* [WHAT YOU NEED TO DO]
Extract, word for word, the passage of the geometry proof from "Alternatively, from $1.2$" to "find $ID$ .".

* [SELECTED EXCERPT]
===============
Since $\angle DBE \cong \angle IAF$ and $\angle BED \cong \angle IFA$ , $\triangle BDE \sim \triangle AIF$ .

Furthermore, we know $BD = ID$ and $AI = ID$ , so $BD = AI$ . Since we have two right similar triangles and the corresponding sides are equal, these two triangles are actually congruent: this implies that $DE = IF = 6$ since $IF$ is the inradius.

Now notice that $\triangle IGL \sim \triangle DEL$ because of equal vertical angles and right angles. Furthermore, $IG$ is the inradius so it's length is $6$ , which equals the length of $DE$ . Therefore these two triangles are congruent, so $IL = DL$ .

Since $IL+DL = ID$ , $ID = 2 \cdot IL$ . Furthermore, $AL = AI + IL = ID + IL = 3 \cdot IL$ .

We can now plug back into our initial equations for $AB \cdot AC$ :

From $1.1$ , $AB \cdot AC = 2 \cdot AL \cdot ID = 2 \cdot 3 \cdot IL \cdot 2 \cdot IL$

$\implies AB \cdot AC = 3 \cdot (2 \cdot IL) \cdot (2 \cdot IL) = 3 \cdot ID^2$

Alternatively, from $1.2$ , $AB \cdot AC = ID^2 \cdot \frac{AL}{DL}$ $\implies AB \cdot AC = ID^2 \cdot \frac{3 \cdot IL}{IL} = 3 \cdot ID^2$

Now all we need to do is find $ID$ .

The problem now becomes very simple if one knows Euler's Formula for the distance between the incenter and the circumcenter of a triangle. This formula states that $OI^2 = R(R-2r)$ , where $R$ is the circumradius and $r$ is the inradius. We will prove this formula first, but if you already know the proof, skip this part.
===============
* [DATA SECTION]
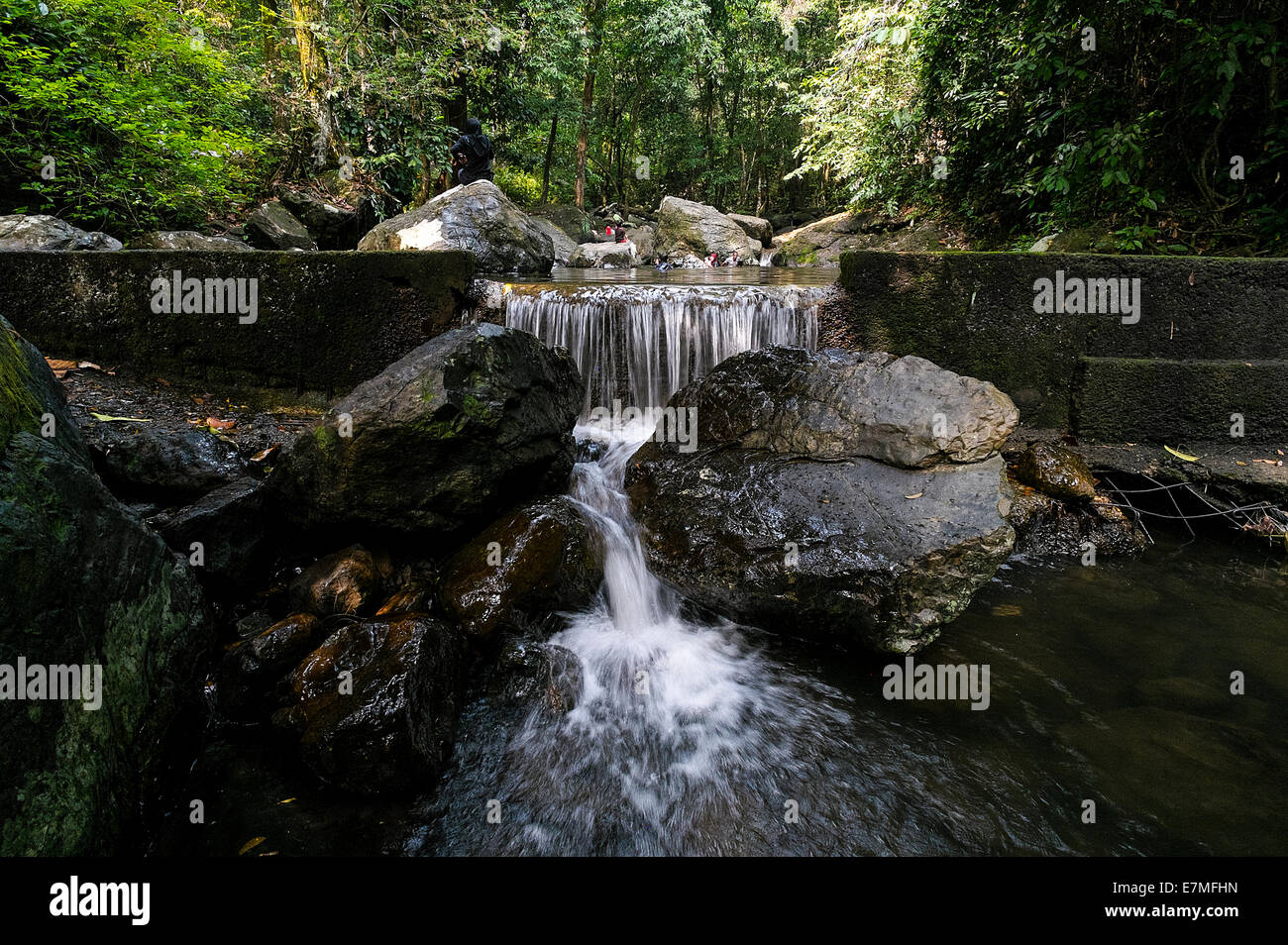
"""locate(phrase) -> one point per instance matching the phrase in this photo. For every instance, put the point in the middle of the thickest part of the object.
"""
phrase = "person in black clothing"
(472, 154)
===============
* [ANSWER TO THE EXERCISE]
Alternatively, from $1.2$ , $AB \cdot AC = ID^2 \cdot \frac{AL}{DL}$ $\implies AB \cdot AC = ID^2 \cdot \frac{3 \cdot IL}{IL} = 3 \cdot ID^2$

Now all we need to do is find $ID$ .